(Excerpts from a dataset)
○ ○ ○ ○ ○ ○ ○
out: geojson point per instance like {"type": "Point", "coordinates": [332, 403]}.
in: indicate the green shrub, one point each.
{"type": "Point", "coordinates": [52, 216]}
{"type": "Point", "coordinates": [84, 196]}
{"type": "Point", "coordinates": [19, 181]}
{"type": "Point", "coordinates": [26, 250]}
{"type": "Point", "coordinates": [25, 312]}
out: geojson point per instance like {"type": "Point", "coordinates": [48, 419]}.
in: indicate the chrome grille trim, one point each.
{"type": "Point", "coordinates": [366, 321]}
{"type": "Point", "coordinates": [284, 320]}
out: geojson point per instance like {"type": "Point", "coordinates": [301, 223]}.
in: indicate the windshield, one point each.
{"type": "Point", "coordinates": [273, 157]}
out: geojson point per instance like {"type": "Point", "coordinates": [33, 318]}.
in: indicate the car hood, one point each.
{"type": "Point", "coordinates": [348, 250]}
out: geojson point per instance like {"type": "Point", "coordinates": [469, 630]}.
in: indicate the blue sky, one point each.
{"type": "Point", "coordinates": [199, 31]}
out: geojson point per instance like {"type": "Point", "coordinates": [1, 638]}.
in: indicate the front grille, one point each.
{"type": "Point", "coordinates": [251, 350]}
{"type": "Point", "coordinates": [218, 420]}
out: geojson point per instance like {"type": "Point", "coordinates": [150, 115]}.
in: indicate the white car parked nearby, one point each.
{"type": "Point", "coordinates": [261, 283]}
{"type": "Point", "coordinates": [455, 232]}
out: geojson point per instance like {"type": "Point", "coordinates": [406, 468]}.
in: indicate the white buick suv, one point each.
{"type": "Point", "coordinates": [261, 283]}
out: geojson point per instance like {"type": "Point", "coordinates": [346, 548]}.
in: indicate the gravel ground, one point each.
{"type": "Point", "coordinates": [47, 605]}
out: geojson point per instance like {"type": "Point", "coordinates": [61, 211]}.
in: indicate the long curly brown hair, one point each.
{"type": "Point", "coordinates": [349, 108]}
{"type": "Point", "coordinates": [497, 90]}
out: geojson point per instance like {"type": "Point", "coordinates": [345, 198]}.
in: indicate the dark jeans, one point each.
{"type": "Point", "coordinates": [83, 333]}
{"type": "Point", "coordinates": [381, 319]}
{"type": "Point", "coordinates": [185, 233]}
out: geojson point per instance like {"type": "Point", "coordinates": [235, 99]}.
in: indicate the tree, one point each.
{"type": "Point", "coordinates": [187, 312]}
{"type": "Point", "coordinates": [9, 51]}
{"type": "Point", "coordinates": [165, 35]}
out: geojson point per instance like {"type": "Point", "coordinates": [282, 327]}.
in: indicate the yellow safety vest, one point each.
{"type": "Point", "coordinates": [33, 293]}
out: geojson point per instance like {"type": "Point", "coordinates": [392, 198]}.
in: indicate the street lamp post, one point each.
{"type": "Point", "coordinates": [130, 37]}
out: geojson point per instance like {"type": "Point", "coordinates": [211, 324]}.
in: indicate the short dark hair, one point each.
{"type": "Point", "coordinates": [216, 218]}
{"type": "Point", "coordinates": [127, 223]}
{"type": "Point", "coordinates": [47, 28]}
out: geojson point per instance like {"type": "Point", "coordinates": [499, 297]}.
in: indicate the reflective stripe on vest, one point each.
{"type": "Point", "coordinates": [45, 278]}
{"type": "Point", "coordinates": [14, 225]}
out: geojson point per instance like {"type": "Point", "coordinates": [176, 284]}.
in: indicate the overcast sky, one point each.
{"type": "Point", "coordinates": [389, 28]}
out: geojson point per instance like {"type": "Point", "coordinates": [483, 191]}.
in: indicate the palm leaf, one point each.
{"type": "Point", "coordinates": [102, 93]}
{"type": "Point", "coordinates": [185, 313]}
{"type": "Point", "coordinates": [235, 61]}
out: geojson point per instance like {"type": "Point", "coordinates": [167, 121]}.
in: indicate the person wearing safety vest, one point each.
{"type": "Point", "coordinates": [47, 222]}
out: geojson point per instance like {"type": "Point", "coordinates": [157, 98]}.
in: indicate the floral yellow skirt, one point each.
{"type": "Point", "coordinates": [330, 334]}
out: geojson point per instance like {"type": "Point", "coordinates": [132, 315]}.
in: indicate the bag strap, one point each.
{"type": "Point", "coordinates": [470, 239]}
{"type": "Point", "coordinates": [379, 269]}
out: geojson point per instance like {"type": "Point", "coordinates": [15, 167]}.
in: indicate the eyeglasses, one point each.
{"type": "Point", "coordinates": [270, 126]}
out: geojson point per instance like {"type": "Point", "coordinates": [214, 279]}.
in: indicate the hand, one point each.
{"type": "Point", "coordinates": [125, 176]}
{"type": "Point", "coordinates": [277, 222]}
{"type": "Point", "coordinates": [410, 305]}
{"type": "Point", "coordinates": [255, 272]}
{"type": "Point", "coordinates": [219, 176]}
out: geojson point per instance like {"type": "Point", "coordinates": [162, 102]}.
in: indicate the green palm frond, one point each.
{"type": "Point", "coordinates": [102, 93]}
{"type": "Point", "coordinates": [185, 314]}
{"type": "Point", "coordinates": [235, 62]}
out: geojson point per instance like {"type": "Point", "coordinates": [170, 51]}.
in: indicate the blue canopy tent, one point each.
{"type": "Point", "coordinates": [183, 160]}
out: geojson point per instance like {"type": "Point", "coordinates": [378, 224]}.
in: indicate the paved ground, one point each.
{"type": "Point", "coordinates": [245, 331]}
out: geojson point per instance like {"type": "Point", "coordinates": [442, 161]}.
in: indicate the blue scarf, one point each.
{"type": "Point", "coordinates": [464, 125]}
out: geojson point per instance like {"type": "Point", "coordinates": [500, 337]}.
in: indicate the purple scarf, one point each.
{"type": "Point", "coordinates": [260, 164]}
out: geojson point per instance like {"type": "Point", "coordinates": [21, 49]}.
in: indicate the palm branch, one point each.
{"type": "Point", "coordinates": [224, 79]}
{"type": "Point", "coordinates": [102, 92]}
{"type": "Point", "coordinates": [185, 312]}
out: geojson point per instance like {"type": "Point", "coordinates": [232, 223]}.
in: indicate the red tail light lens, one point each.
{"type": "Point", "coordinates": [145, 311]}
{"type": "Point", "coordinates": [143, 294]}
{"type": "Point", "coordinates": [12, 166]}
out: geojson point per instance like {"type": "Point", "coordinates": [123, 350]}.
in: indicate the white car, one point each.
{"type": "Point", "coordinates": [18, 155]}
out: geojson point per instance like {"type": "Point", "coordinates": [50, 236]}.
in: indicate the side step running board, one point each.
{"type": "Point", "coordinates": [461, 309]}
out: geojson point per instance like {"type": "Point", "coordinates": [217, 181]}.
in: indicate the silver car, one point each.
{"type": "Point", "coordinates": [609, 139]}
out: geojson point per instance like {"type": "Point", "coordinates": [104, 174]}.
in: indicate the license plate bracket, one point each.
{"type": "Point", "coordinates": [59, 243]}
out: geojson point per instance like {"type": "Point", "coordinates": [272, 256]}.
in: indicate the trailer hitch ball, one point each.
○ ○ ○ ○ ○ ○ ○
**Required work:** In full and unchanged, repeat the data above.

**Your solution:**
out: geojson point per instance like {"type": "Point", "coordinates": [332, 403]}.
in: indicate the green shrub, one point each.
{"type": "Point", "coordinates": [52, 216]}
{"type": "Point", "coordinates": [84, 196]}
{"type": "Point", "coordinates": [19, 181]}
{"type": "Point", "coordinates": [26, 250]}
{"type": "Point", "coordinates": [25, 312]}
out: geojson point per instance like {"type": "Point", "coordinates": [48, 419]}.
in: indicate the chrome grille trim, one point each.
{"type": "Point", "coordinates": [366, 321]}
{"type": "Point", "coordinates": [284, 320]}
out: geojson point per instance like {"type": "Point", "coordinates": [301, 223]}.
in: indicate the windshield, one point each.
{"type": "Point", "coordinates": [273, 157]}
out: geojson point per instance like {"type": "Point", "coordinates": [33, 318]}.
in: indicate the car hood, one point each.
{"type": "Point", "coordinates": [348, 250]}
out: geojson point per instance like {"type": "Point", "coordinates": [469, 630]}.
in: indicate the blue sky, one point each.
{"type": "Point", "coordinates": [199, 31]}
out: geojson point per instance like {"type": "Point", "coordinates": [1, 638]}.
in: indicate the front grille, one point each.
{"type": "Point", "coordinates": [251, 350]}
{"type": "Point", "coordinates": [218, 420]}
out: geojson point per instance like {"type": "Point", "coordinates": [150, 115]}.
in: indicate the white car parked nearby, one point each.
{"type": "Point", "coordinates": [261, 283]}
{"type": "Point", "coordinates": [455, 232]}
out: geojson point per instance like {"type": "Point", "coordinates": [406, 468]}.
in: indicate the white buick suv, one point each.
{"type": "Point", "coordinates": [261, 283]}
out: geojson point per instance like {"type": "Point", "coordinates": [346, 548]}.
in: indicate the gravel ground, one point each.
{"type": "Point", "coordinates": [47, 605]}
out: geojson point per instance like {"type": "Point", "coordinates": [61, 211]}.
in: indicate the long curly brown hair, one point each.
{"type": "Point", "coordinates": [349, 108]}
{"type": "Point", "coordinates": [497, 90]}
out: geojson point per instance like {"type": "Point", "coordinates": [345, 198]}.
in: indicate the dark jeans, one point each.
{"type": "Point", "coordinates": [83, 333]}
{"type": "Point", "coordinates": [381, 319]}
{"type": "Point", "coordinates": [185, 233]}
out: geojson point per instance like {"type": "Point", "coordinates": [235, 99]}.
in: indicate the tree, one point each.
{"type": "Point", "coordinates": [187, 312]}
{"type": "Point", "coordinates": [9, 51]}
{"type": "Point", "coordinates": [165, 35]}
out: geojson point per instance like {"type": "Point", "coordinates": [282, 327]}.
in: indicate the yellow safety vest, one point each.
{"type": "Point", "coordinates": [33, 293]}
out: geojson point per instance like {"type": "Point", "coordinates": [392, 198]}.
in: indicate the street lamp post, one point each.
{"type": "Point", "coordinates": [130, 37]}
out: geojson point per instance like {"type": "Point", "coordinates": [211, 324]}.
in: indicate the short dark hair, one point each.
{"type": "Point", "coordinates": [216, 218]}
{"type": "Point", "coordinates": [127, 223]}
{"type": "Point", "coordinates": [47, 28]}
out: geojson point per instance like {"type": "Point", "coordinates": [499, 297]}.
in: indicate the reflective stripe on vest, one point each.
{"type": "Point", "coordinates": [45, 278]}
{"type": "Point", "coordinates": [14, 225]}
out: geojson point per instance like {"type": "Point", "coordinates": [176, 284]}.
in: indicate the overcast sky, one point each.
{"type": "Point", "coordinates": [389, 28]}
out: geojson point per instance like {"type": "Point", "coordinates": [483, 191]}.
in: indicate the palm leaf, one point each.
{"type": "Point", "coordinates": [102, 93]}
{"type": "Point", "coordinates": [185, 313]}
{"type": "Point", "coordinates": [235, 61]}
out: geojson point per instance like {"type": "Point", "coordinates": [167, 121]}.
in: indicate the person wearing safety vest, one point each.
{"type": "Point", "coordinates": [47, 222]}
out: geojson point per instance like {"type": "Point", "coordinates": [157, 98]}.
in: indicate the floral yellow skirt, one point each.
{"type": "Point", "coordinates": [330, 334]}
out: geojson point per instance like {"type": "Point", "coordinates": [132, 315]}.
in: indicate the bag strap, one point each.
{"type": "Point", "coordinates": [470, 239]}
{"type": "Point", "coordinates": [379, 269]}
out: geojson point per instance like {"type": "Point", "coordinates": [15, 167]}.
in: indicate the eyeglasses, one point each.
{"type": "Point", "coordinates": [270, 126]}
out: geojson point per instance like {"type": "Point", "coordinates": [214, 279]}.
in: indicate the hand, one point each.
{"type": "Point", "coordinates": [125, 176]}
{"type": "Point", "coordinates": [277, 222]}
{"type": "Point", "coordinates": [410, 305]}
{"type": "Point", "coordinates": [255, 272]}
{"type": "Point", "coordinates": [219, 176]}
out: geojson point per instance like {"type": "Point", "coordinates": [162, 102]}.
in: indicate the green palm frond, one point each.
{"type": "Point", "coordinates": [102, 93]}
{"type": "Point", "coordinates": [185, 314]}
{"type": "Point", "coordinates": [235, 62]}
out: geojson point per instance like {"type": "Point", "coordinates": [170, 51]}.
in: indicate the blue canopy tent, one point each.
{"type": "Point", "coordinates": [183, 160]}
out: geojson point per instance like {"type": "Point", "coordinates": [378, 224]}.
in: indicate the paved ground, one point each.
{"type": "Point", "coordinates": [245, 331]}
out: geojson point per instance like {"type": "Point", "coordinates": [442, 161]}.
in: indicate the blue scarf, one point each.
{"type": "Point", "coordinates": [464, 125]}
out: geojson point per instance like {"type": "Point", "coordinates": [500, 337]}.
in: indicate the purple scarf, one point each.
{"type": "Point", "coordinates": [260, 164]}
out: geojson point per instance like {"type": "Point", "coordinates": [21, 49]}.
in: indicate the palm branch, one point each.
{"type": "Point", "coordinates": [224, 79]}
{"type": "Point", "coordinates": [102, 92]}
{"type": "Point", "coordinates": [185, 312]}
out: geojson point per instance like {"type": "Point", "coordinates": [232, 223]}.
in: indicate the red tail light lens, one point each.
{"type": "Point", "coordinates": [145, 311]}
{"type": "Point", "coordinates": [143, 294]}
{"type": "Point", "coordinates": [12, 166]}
out: geojson point per instance like {"type": "Point", "coordinates": [123, 350]}.
in: indicate the white car, one point each.
{"type": "Point", "coordinates": [18, 155]}
out: geojson point per instance like {"type": "Point", "coordinates": [50, 236]}.
in: indicate the side step running board, one point each.
{"type": "Point", "coordinates": [461, 309]}
out: geojson point per instance like {"type": "Point", "coordinates": [217, 181]}.
in: indicate the silver car, one point each.
{"type": "Point", "coordinates": [609, 139]}
out: geojson point per instance like {"type": "Point", "coordinates": [104, 174]}.
in: indicate the license plate bracket, one point each.
{"type": "Point", "coordinates": [59, 243]}
out: geojson point per instance like {"type": "Point", "coordinates": [272, 256]}.
in: indicate the trailer hitch ball, one point each.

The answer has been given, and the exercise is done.